From the article on Art Dubai 2026 below, extract the stretch from "Art Dubai 2026 is" through "speculative NFT-focused extension.", word for word.

──────── Reading passage

Art Dubai 2026 is using its 20th anniversary edition to position digital art as a foundational part of the fair rather than a leftover trend from the NFT boom, with immersive and multisensory installations now shaping both critical conversations and market direction.
Summary
Curated by Ulrich Schrauth and Nadine Khalil, Art Dubai Digital 2026 presents immersive and computational art as the conceptual backbone of the fair instead of a speculative NFT-focused extension.
Through the theme “Myth of the Digital,” artists transform code, data, sound, and scent into spatial and sensory-driven installations connected to memory, crisis, mythology, and ancient systems of knowledge.
Despite being scaled down into a “special edition,” the fair continues to heavily spotlight its fifth-year digital section, underlining how digital art has become central to Art Dubai’s institutional and commercial vision.
The 20th edition of Art Dubai 2026 serves as a major test of whether digital art in the Gulf has evolved beyond the spectacle of the NFT era into a deeply integrated part of the contemporary art ecosystem. Early signs indicate that it has. Art Dubai Digital is no longer treated as an experimental side attraction but instead operates as a key driver of the fair’s curatorial identity and market ambitions.

────────────────
──────── Supplied records

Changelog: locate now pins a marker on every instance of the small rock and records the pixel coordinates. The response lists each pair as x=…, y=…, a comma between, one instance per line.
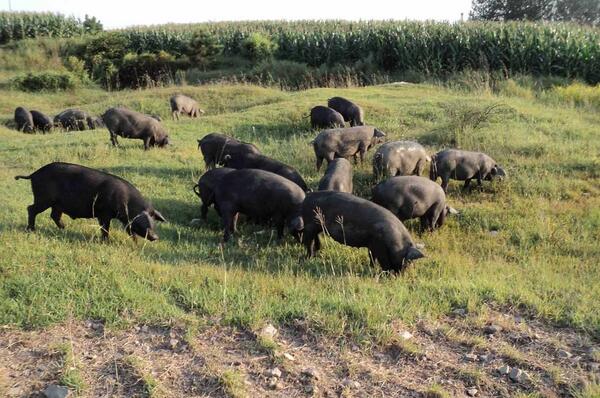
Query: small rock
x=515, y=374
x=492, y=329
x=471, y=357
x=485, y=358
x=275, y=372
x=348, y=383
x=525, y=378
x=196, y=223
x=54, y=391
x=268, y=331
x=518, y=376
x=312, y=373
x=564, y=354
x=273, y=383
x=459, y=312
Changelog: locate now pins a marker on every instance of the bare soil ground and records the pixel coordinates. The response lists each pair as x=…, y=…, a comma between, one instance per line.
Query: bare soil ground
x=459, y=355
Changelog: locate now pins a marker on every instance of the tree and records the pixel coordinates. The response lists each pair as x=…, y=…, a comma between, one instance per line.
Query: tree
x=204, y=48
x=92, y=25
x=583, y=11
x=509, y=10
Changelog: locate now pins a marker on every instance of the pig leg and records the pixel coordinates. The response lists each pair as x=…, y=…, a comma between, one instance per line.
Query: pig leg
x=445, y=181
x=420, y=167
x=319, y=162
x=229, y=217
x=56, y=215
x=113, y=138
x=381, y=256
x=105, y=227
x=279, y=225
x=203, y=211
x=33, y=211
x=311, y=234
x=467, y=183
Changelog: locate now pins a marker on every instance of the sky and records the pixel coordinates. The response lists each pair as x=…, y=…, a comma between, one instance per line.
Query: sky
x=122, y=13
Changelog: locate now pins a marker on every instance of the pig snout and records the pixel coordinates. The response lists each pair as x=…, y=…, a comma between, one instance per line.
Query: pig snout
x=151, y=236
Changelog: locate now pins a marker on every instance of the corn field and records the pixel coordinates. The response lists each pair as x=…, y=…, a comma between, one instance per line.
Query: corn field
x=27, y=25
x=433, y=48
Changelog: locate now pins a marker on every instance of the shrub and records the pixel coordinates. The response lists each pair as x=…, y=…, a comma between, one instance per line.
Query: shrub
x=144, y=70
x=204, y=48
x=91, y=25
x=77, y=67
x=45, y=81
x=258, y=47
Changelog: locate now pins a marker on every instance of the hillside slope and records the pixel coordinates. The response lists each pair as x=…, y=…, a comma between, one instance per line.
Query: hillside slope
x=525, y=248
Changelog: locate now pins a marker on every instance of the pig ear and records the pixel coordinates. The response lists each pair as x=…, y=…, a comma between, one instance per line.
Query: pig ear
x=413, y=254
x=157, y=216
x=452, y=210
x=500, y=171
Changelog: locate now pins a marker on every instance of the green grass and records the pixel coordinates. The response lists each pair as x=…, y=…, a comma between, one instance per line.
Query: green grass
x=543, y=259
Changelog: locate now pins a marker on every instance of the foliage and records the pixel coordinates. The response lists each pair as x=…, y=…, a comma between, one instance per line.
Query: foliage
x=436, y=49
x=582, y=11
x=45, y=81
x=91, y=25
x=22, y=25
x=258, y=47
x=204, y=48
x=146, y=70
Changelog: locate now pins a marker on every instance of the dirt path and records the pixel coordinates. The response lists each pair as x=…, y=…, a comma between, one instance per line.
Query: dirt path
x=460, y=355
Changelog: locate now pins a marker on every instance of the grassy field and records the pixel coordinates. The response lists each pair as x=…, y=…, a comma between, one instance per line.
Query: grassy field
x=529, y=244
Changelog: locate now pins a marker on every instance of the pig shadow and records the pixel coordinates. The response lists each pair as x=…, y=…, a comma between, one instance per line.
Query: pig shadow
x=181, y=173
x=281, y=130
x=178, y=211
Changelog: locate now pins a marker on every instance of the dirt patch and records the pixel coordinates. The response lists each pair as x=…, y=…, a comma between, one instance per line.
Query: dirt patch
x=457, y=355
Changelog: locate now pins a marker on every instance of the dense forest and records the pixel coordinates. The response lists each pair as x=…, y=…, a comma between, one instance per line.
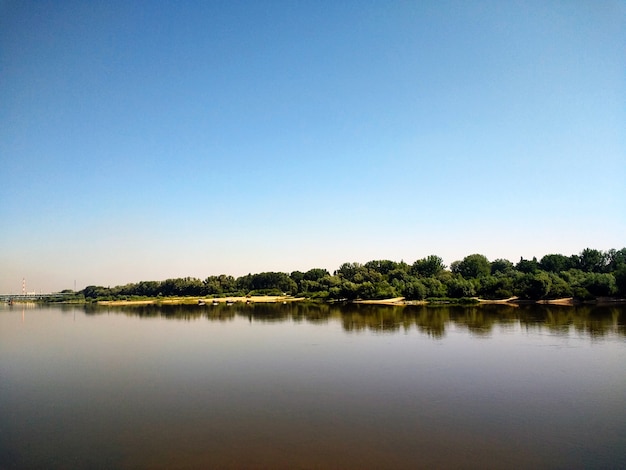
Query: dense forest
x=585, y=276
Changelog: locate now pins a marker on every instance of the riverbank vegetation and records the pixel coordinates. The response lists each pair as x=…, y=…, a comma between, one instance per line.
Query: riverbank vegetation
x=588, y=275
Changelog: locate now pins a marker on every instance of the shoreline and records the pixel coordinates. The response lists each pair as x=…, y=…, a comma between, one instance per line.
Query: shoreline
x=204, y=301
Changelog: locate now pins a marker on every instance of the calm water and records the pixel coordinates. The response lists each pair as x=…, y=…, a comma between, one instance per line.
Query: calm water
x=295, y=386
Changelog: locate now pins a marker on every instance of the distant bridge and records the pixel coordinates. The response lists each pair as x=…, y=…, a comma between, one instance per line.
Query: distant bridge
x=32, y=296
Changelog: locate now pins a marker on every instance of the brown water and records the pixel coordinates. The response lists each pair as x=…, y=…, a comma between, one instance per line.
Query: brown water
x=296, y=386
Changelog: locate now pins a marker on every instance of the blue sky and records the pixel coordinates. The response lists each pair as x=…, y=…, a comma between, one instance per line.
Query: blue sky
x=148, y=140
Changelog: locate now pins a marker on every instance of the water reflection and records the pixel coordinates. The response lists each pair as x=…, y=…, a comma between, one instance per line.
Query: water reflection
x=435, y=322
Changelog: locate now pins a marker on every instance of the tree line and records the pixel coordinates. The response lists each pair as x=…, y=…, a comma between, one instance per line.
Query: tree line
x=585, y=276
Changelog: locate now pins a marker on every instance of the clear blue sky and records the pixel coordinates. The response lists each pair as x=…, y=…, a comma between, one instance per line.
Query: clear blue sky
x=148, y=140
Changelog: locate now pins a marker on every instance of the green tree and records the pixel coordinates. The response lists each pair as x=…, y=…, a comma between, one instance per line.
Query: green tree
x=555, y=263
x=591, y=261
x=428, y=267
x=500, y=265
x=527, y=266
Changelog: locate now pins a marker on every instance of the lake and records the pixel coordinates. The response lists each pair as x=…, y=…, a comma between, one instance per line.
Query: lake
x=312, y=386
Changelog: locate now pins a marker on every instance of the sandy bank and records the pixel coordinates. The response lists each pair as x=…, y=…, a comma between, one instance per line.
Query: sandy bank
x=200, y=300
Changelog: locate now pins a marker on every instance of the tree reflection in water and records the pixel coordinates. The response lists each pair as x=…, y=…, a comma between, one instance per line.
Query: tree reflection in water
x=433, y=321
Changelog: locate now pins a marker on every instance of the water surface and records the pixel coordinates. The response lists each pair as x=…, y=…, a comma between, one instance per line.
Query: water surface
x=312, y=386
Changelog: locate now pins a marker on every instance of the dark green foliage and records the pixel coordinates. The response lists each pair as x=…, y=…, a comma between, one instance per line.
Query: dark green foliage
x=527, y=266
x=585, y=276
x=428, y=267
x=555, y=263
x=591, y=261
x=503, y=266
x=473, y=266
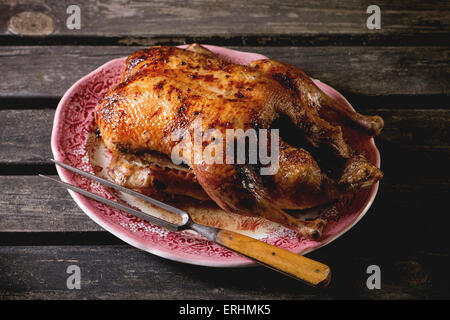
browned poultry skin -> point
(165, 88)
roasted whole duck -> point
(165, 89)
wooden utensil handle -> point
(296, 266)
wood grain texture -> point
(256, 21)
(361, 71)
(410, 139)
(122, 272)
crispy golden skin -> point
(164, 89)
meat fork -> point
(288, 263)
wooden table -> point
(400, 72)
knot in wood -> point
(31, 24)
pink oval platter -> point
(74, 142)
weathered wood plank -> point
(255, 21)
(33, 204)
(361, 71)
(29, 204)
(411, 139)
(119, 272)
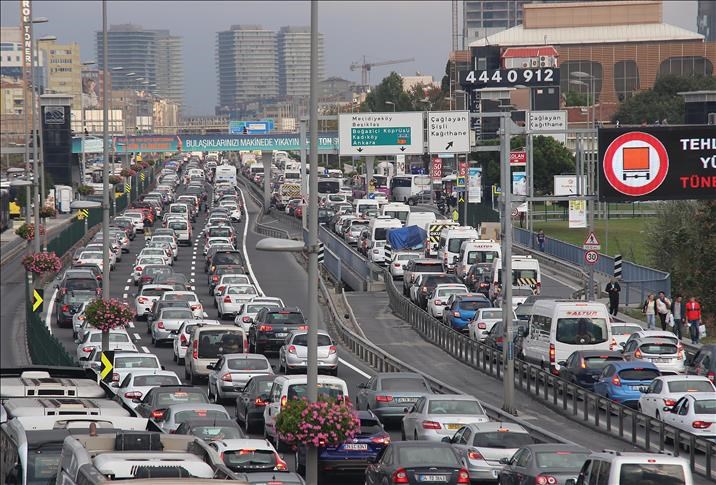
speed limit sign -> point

────────────────
──────── Supplied records

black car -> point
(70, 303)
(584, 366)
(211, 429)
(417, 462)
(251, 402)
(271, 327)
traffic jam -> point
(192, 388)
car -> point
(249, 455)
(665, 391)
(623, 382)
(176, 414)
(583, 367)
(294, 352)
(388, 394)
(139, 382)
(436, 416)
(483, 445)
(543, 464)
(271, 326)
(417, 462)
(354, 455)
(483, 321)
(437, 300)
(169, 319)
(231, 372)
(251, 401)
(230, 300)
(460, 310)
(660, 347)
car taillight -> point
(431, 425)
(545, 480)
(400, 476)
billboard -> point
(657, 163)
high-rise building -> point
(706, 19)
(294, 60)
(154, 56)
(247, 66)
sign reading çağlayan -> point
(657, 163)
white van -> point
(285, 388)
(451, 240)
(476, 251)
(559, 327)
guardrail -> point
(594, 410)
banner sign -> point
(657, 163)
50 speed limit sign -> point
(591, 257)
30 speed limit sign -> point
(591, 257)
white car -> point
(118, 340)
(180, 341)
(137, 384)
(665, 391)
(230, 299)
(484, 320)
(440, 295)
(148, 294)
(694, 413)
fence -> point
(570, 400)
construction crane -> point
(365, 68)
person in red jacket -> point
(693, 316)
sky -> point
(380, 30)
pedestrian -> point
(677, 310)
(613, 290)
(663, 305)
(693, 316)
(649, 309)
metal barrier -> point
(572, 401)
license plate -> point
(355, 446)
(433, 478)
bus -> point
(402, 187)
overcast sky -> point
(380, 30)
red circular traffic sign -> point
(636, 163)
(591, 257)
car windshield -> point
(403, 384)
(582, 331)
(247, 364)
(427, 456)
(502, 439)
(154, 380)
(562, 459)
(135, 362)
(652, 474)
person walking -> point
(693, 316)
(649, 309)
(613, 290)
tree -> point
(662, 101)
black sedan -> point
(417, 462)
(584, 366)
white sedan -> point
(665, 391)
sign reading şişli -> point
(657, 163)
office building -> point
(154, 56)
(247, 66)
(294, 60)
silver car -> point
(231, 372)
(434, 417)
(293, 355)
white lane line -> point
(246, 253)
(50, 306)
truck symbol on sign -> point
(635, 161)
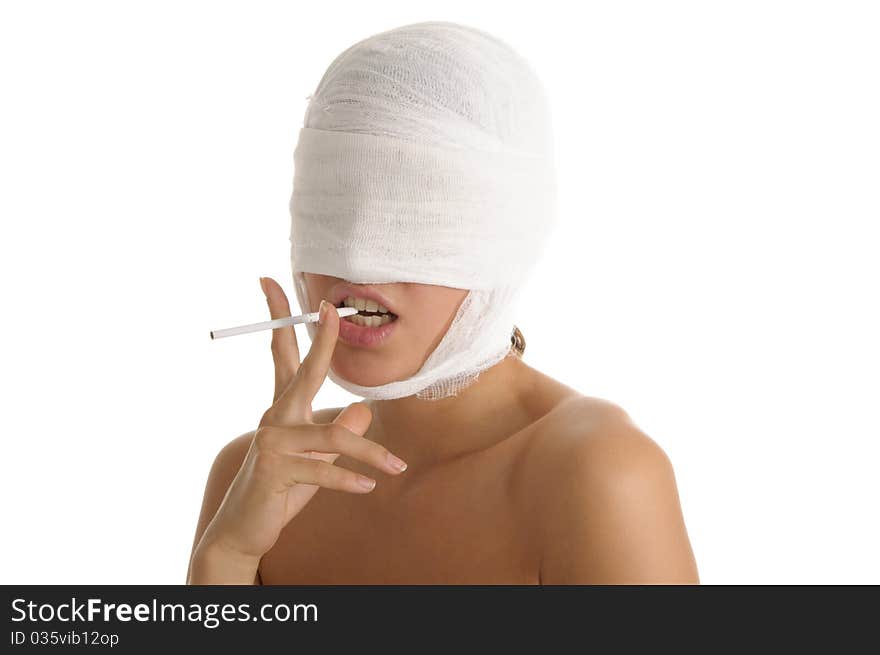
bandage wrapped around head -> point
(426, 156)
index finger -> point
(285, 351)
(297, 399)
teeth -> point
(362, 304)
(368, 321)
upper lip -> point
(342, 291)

────────────────

» **Exercise result**:
Art Dubai 2026 is using its 20th anniversary edition to position digital art as a foundational part of the fair rather than a leftover trend from the NFT boom, with immersive and multisensory installations now shaping both critical conversations and market direction.
Summary
Curated by Ulrich Schrauth and Nadine Khalil, Art Dubai Digital 2026 presents immersive and computational art as the conceptual backbone of the fair instead of a speculative NFT-focused extension.